Apply what you read:
A: According to the passage on social clout and word-of-mouth, what sets Connectors apart from other people?
B: Resume the passage on social clout and word-of-mouth, picking up after its final sentence.

Selected text:
• • • • •
The Tipping Point

by

Malcolm Gladwell

Themes and Colors
Tipping Points and the Importance of Small Changes Theme Icon
Social Clout and “Word-of-Mouth” Theme Icon
Stickiness Theme Icon
Context versus Character Theme Icon
LitCharts assigns a color and icon to each theme in The Tipping Point, which you can use to track the themes throughout the work.
Social Clout and “Word-of-Mouth” Theme Icon

One useful way to think about social epidemics is to analyze them in terms of the kinds of people who enable them. It’s commonly accepted that certain ideas and products become popular because information about them spreads by “word-of-mouth”; in other words, people tell other people about a trend. However, the process in which a trend spreads by word-of-mouth doesn’t depend equally on all people; instead, certain kinds of people with a disproportionately large amount of “social clout” are usually responsible for making an idea or product popular (or so Gladwell argues in the book, at least—this conclusion has subsequently been heavily disputed).

Gladwell describes three specific kinds of people who allow for word-of-mouth trends, each with a distinct social function. First, there are “Mavens”: people who spend a lot of time researching information, especially information about new kinds of products and ideas. Then, there are “Connectors”: people who know a large number of other people, and have a large number of casual acquaintances. Finally, there are “Salesmen”: people who naturally excel at persuading other people to follow a particular course of action. When new information arises, and a Maven is interested in the information, she is likely to spread the information to other people. If one of these people is a natural Connector, she is likely to pass on the information to a large number of other people. If many of these other people are Salesmen, they’ll be able to persuade people to act on the information: by buying a new product, converting to a new religion, wearing a new kind of shoe, etc. In this way, individual people play a vital role in helping a trend tip into success.
• • • • •
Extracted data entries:
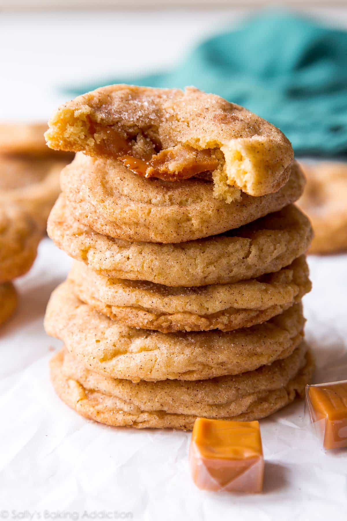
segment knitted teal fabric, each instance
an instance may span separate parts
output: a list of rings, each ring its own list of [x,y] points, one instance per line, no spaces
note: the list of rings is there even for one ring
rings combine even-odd
[[[171,71],[69,91],[119,83],[194,85],[273,123],[297,154],[347,153],[347,32],[292,13],[264,11],[202,42]]]

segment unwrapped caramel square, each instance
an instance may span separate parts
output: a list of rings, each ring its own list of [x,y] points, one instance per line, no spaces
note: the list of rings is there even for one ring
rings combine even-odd
[[[189,462],[200,489],[261,492],[264,458],[259,423],[197,418]]]
[[[307,386],[306,398],[324,448],[347,447],[347,380]]]

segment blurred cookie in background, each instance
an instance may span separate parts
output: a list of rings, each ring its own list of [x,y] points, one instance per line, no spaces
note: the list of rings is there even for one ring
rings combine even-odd
[[[0,284],[0,326],[12,316],[17,303],[17,292],[12,282]]]
[[[0,124],[0,204],[19,204],[43,232],[60,193],[60,170],[73,154],[50,150],[45,123]]]
[[[307,184],[297,204],[309,217],[314,231],[309,253],[347,251],[347,163],[301,165]]]
[[[36,256],[42,232],[18,204],[0,204],[0,284],[24,275]]]
[[[57,152],[46,144],[44,133],[47,123],[0,123],[0,154],[71,159],[73,155]],[[67,163],[68,163],[67,161]]]

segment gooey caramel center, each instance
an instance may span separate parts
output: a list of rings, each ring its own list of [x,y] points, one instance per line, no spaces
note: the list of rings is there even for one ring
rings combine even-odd
[[[218,167],[213,149],[198,150],[188,145],[178,144],[152,154],[151,157],[148,151],[144,152],[141,157],[135,157],[131,153],[133,146],[131,142],[112,127],[94,124],[91,132],[95,141],[95,155],[118,159],[132,172],[147,178],[179,181],[212,171]],[[151,150],[154,150],[154,147]]]

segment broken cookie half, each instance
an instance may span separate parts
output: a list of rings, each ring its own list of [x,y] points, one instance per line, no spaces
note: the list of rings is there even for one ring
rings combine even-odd
[[[57,150],[121,161],[146,178],[213,180],[216,197],[277,192],[293,152],[277,128],[249,110],[189,87],[111,85],[60,107],[45,137]]]

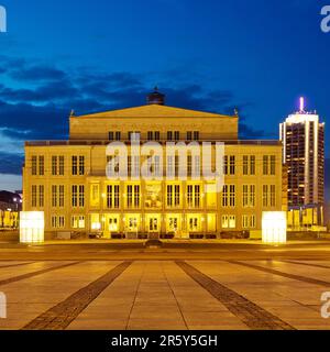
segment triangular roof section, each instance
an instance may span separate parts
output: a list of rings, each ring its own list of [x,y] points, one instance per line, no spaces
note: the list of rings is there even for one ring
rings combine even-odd
[[[107,119],[107,118],[235,118],[205,112],[198,110],[189,110],[182,108],[174,108],[168,106],[160,106],[160,105],[147,105],[134,108],[119,109],[119,110],[110,110],[105,112],[85,114],[80,117],[76,117],[78,119]]]

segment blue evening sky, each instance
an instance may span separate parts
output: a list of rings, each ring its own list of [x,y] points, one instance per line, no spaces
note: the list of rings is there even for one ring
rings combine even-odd
[[[0,33],[0,188],[21,188],[24,140],[65,139],[70,109],[143,105],[155,85],[170,106],[222,113],[238,107],[242,139],[277,139],[301,95],[322,120],[330,117],[330,33],[320,30],[327,1],[0,4],[8,12],[8,33]]]

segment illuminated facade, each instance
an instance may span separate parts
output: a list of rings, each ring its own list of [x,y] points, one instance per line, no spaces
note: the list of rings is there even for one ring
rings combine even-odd
[[[284,209],[282,144],[240,141],[238,116],[221,116],[164,105],[155,91],[148,103],[88,116],[72,116],[68,141],[25,143],[24,211],[44,211],[45,231],[101,232],[103,237],[215,237],[224,232],[260,231],[263,211]],[[186,155],[187,179],[182,179],[177,155],[164,155],[174,179],[136,179],[138,162],[127,158],[128,179],[110,180],[106,167],[110,142],[131,148],[157,141],[224,143],[224,187],[210,191],[212,182],[191,177],[191,165],[202,160]],[[212,160],[212,167],[215,166]],[[209,187],[209,191],[206,191]]]
[[[304,98],[300,109],[279,125],[283,141],[283,162],[287,169],[288,208],[300,211],[289,223],[297,228],[305,213],[312,212],[311,226],[323,223],[324,205],[324,123],[316,112],[305,111]],[[297,209],[298,208],[298,209]],[[300,209],[299,209],[300,208]],[[311,208],[315,208],[312,211]],[[292,215],[293,216],[293,215]]]

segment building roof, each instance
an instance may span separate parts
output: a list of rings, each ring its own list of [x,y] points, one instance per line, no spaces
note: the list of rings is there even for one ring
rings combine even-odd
• • • • •
Answer list:
A: Connectors know a large number of other people and have a large number of casual acquaintances.

B:
Word-of-mouth is one of the most effective ways to analyze social epidemics, particularly because it helps explain why social epidemics have become more common and pervasive in the last hundred years. The power of Connectors and Mavens has expanded considerably in recent history, due to the invention of new technologies. Communications technologies allow Connectors to reach out to unprecedented numbers of new people, and travel around the world to meet new friends. Similarly, newspapers, magazines, and computers give Mavens the tools they need to investigate prices, products, and new devices, allowing them to stay abreast of as much new information as possible. It’s commonly understood that technologies like the Internet allow for more trends, and that trends succeed because people tell other people about them (that is, in fact, the definition of a trend). Gladwell’s goal, then, is to emphasize the role that Connectors, Mavens, and Salesmen play in a trend’s success. In the end, Gladwell recognizes the power of individual human beings to change the world, for better or worse. If ideas must “tip” into popularity, then it only takes a few special people to tip them.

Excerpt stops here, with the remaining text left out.